- SHORT EXERCISE: According to the supplied text, how is the data structure that stores relationships between VM configuration parameters and attack characteristics generated?

- SUPPLIED TEXT:
########################################

Furthermore, the configuration generator 188 can receive an
identification of one or more attack characteristics to from which
the target VM is intended to be protected. Alternatively, the
configuration generator 188 can be configured to generate a VM
configuration 186 that protects against substantially all, or a
majority of, or a subset of attack characteristics indicated in the
feature classification 132. Where protection is provided against a
subset the subset may be determined based on, for example, a
prioritization of attach characteristics or an assessment of attack
characteristics relevant to a particular VM based on one or more
software components to be executed by the VM or use case definition
for the VM. Thus, in use, the configuration generator 188 inspects
the feature classification 142 to determine configuration
parameters for the target VM that are not associated with attack
characteristics that the VM is to be protected from. In this way a
VM configuration can be generated that serves to reduce a
susceptibility of the target VM to attacks having particular attack
characteristics.
[0098] It will be appreciated by those skilled in the art that
protection against attacks exhibiting a particular attack
characteristic need not provide a guarantee of absolute avoidance
or removal of attacks with such characteristics, rather protection
seeks to reduce susceptibility, mitigate and/or avoid such
attacks.
[0099] FIG. 14 is a component diagram illustrating an arrangement
including a configuration updater 189 for determining a
configuration of a VM to protect against a security attack
exhibiting a particular attack characteristic and updating a
pre-existing VM configuration 180 for a target VM to protect
against attacks having the attack characteristic based on the
determined configuration in accordance with some embodiments of the
present disclosure. The manner of operation of the updater 189 of
FIG. 14 is similar to that of the configuration generator 188 of
FIG. 13 except that the updater 189 is further adapted to access
the pre-existing VM configuration 180 and update the configuration
180 in view configuration parameters determined to protect against
certain attack characteristics based on the feature classification
to generate an updated or replacement VM configuration 186 for the
target VM.
[0100] FIG. 15 is a flowchart of a method to generate a
classification scheme for configuration parameters of VMs in
accordance with some embodiments of the present disclosure.
Initially, at 190, a machine learning algorithm is trained as a
classifier based on a plurality of training data items, each
training data item corresponding to a training VM and including a
representation of parameters for a configuration of the training VM
and a representation of characteristics of security attacks for the
training VM. Subsequently, at 192, a data structure is generated
for storing one or more relationships between VM configuration
parameters and attack characteristics. The data structure is
generated by sampling the trained machine learning algorithm to
identify the relationships.
[0101] FIG. 16 is a flowchart of a method to determine whether a
target VM is susceptible to a security attack in accordance with
some embodiments of the present disclosure. Activities 190 and 192
are substantially as described above with respect to FIG. 15.
Subsequently, at 194, a set of configuration parameters for the
target VM are determined. At 195 attack characteristics in the data
structure associated with configuration parameters of the target VM
are identified as characteristics of attacks to which the target VM
is susceptible.

########################################

(Dataset items)

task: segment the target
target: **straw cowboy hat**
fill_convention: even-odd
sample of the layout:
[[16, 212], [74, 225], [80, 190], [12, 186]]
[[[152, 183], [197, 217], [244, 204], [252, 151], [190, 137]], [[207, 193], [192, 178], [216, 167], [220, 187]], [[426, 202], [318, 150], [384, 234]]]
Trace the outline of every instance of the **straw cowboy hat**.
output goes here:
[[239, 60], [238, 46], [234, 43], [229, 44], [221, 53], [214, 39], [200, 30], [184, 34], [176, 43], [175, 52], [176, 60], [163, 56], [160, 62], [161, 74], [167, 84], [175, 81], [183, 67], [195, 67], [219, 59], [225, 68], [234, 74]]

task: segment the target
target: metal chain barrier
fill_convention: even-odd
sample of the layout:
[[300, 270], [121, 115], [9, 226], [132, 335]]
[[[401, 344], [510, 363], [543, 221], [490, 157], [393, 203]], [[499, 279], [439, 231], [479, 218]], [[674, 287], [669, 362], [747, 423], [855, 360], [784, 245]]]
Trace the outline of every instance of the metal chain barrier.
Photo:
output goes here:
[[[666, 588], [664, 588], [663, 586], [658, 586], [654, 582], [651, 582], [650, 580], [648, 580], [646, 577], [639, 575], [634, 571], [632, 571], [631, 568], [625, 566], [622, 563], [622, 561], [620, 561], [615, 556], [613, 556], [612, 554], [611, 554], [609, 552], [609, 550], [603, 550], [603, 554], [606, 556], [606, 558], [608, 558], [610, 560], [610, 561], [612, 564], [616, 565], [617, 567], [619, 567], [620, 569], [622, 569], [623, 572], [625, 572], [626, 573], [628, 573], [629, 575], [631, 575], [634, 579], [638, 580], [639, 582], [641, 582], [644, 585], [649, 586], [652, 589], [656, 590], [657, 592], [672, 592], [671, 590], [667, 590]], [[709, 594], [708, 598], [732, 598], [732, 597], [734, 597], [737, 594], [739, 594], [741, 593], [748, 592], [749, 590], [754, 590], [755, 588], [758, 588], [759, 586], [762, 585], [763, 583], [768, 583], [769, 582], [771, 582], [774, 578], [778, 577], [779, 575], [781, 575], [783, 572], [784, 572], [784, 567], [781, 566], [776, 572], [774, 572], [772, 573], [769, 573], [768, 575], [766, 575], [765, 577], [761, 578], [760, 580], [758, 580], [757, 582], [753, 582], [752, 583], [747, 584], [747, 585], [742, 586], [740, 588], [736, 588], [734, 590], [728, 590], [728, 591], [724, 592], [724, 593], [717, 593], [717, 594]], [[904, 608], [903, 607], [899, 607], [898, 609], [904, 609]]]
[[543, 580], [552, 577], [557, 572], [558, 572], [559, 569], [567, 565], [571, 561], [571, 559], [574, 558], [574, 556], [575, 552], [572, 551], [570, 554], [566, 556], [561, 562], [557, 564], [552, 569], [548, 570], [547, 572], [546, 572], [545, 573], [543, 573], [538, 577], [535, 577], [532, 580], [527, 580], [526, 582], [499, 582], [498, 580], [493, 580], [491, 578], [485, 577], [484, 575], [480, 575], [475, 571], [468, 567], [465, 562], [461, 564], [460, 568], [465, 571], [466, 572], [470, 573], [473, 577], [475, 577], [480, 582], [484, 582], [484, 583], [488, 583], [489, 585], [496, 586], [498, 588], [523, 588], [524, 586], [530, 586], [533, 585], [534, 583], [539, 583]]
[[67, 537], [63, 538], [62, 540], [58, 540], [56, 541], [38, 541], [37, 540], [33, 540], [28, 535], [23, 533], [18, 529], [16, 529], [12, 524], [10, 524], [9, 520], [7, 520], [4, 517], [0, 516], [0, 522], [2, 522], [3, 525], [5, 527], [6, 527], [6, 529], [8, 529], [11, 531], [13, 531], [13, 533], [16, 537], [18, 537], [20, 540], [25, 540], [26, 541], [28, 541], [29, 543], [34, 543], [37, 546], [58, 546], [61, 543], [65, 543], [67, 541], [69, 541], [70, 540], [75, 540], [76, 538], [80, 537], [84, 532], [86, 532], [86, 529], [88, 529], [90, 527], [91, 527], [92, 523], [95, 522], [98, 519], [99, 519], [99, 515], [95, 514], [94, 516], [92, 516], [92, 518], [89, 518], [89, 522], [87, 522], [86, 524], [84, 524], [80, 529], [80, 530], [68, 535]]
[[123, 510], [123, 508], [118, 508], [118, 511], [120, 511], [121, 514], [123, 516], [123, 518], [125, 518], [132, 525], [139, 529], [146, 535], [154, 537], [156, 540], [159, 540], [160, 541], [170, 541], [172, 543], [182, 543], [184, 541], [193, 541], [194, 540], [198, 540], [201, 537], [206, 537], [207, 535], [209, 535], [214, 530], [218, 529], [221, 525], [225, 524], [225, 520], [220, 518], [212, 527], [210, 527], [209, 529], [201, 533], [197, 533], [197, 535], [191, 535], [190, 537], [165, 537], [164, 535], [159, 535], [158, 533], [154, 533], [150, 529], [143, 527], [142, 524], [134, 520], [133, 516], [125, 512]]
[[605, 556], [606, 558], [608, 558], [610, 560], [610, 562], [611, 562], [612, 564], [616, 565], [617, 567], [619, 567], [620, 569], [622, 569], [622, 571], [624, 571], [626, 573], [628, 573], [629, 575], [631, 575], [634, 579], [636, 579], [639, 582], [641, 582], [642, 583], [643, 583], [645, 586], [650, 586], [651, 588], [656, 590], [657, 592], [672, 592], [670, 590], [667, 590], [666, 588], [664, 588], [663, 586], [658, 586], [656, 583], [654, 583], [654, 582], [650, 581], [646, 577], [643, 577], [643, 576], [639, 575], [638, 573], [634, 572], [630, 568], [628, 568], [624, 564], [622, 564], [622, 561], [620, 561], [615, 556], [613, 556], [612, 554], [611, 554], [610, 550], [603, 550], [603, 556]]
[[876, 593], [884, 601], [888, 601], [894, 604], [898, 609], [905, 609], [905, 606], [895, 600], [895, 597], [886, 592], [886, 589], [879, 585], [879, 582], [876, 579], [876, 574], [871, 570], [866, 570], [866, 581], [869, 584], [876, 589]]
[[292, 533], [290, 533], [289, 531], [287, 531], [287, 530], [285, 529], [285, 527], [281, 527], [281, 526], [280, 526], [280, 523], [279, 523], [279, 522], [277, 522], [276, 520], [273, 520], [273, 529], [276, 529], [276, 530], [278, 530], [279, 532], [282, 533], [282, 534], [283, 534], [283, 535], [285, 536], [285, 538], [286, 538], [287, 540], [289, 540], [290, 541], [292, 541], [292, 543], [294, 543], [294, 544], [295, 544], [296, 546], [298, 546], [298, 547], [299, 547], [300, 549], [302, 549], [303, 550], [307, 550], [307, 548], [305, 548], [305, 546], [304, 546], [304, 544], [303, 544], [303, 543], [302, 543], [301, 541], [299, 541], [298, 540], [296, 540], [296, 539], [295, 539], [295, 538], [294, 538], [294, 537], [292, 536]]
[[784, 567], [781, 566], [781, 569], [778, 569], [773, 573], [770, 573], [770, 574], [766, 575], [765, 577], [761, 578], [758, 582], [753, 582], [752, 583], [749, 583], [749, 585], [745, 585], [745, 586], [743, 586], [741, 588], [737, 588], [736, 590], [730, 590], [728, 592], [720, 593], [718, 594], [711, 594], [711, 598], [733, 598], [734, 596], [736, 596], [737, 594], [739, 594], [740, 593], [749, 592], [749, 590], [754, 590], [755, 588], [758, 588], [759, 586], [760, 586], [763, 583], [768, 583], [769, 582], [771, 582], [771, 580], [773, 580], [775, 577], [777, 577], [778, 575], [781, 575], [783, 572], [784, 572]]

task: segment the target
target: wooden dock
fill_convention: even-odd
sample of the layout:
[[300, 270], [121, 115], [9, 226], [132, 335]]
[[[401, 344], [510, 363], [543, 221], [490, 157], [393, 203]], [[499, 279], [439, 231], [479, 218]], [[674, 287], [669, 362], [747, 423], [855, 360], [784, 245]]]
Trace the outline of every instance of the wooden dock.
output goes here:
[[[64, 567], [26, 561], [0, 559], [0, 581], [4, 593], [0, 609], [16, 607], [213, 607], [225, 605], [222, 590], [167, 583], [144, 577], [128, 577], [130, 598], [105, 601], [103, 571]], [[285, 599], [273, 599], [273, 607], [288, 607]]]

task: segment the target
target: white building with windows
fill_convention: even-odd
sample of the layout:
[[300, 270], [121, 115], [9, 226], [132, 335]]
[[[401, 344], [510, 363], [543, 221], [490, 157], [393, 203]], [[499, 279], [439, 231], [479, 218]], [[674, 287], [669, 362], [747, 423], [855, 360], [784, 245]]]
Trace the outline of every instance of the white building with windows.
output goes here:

########################################

- EXPECTED ANSWER: It is generated by sampling the trained machine learning algorithm to identify the relationships.